===== Article
# Crosby today..Pics



## TEXAN AVIATOR (Feb 25, 2009)

*Crosby today..Pics. More added*

Last ride before mudnats today with a small group. Now time for new belt and greasing all connections.


----------



## MTImodquad (Jan 2, 2009)

Cool pics!!! I wish we could ride like that before nats. The first mud of the years is nats every year.


----------



## phreebsd (Dec 16, 2004)

great pics man. i loves me some water riding


----------



## bayou_boy_22 (Mar 13, 2009)

nice pics man. I have the itch bad.


----------



## Polaris425 (Dec 16, 2004)

awesome pics!


----------



## 650Brute (Dec 18, 2008)

Great Pics! Thats what my Brute looked like after this weekend..


----------



## TEXAN AVIATOR (Feb 25, 2009)

One more, low res version but badass!! Buddy took it. when the brute owned a nasty hole!!


----------



## Yesterday (Jan 2, 2009)

sick!


----------



## TC Powersports (Jan 22, 2010)

**** that is fun!


----------



## TX4PLAY (Jan 18, 2009)

TEXAN AVIATOR said:


> One more, low res version but badass!! Buddy took it. when the brute owned a nasty hole!!


 

Very Cool Picture! That 5 Dollah Hole Mud is NASTY!


----------



## derk (Nov 24, 2009)

Nice pics. Looks like ya'll had a good time


----------



## CanAmChris (Jan 27, 2009)

great pics.. Wish we had somewhere like that to ride around here


----------



## 08GreenBrute (Jul 13, 2009)

looks like a great ride!!


----------



## cmcateer03 (Jan 8, 2010)

whats up with the football on front rack lol?


----------



## sjf323 (Mar 11, 2009)

Helps the front end float...........LOL


----------
==========
===== Source material
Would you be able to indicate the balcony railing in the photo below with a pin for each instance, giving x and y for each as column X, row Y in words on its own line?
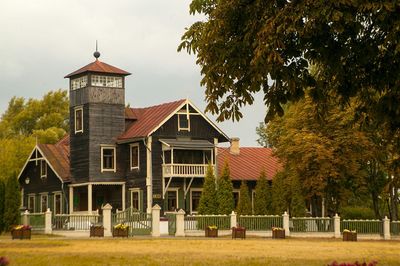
==========
What needs to be done:
Answer these from the forum thread:
1. After the last ride before mudnats, what does TEXAN AVIATOR say it is time to do?
2. Which mud does TX4PLAY call nasty?
3. What item on the front rack does cmcateer03 ask about?

Written answer:
1. Put on a new belt and grease all connections.
2. The 5 Dollah Hole mud.
3. A football.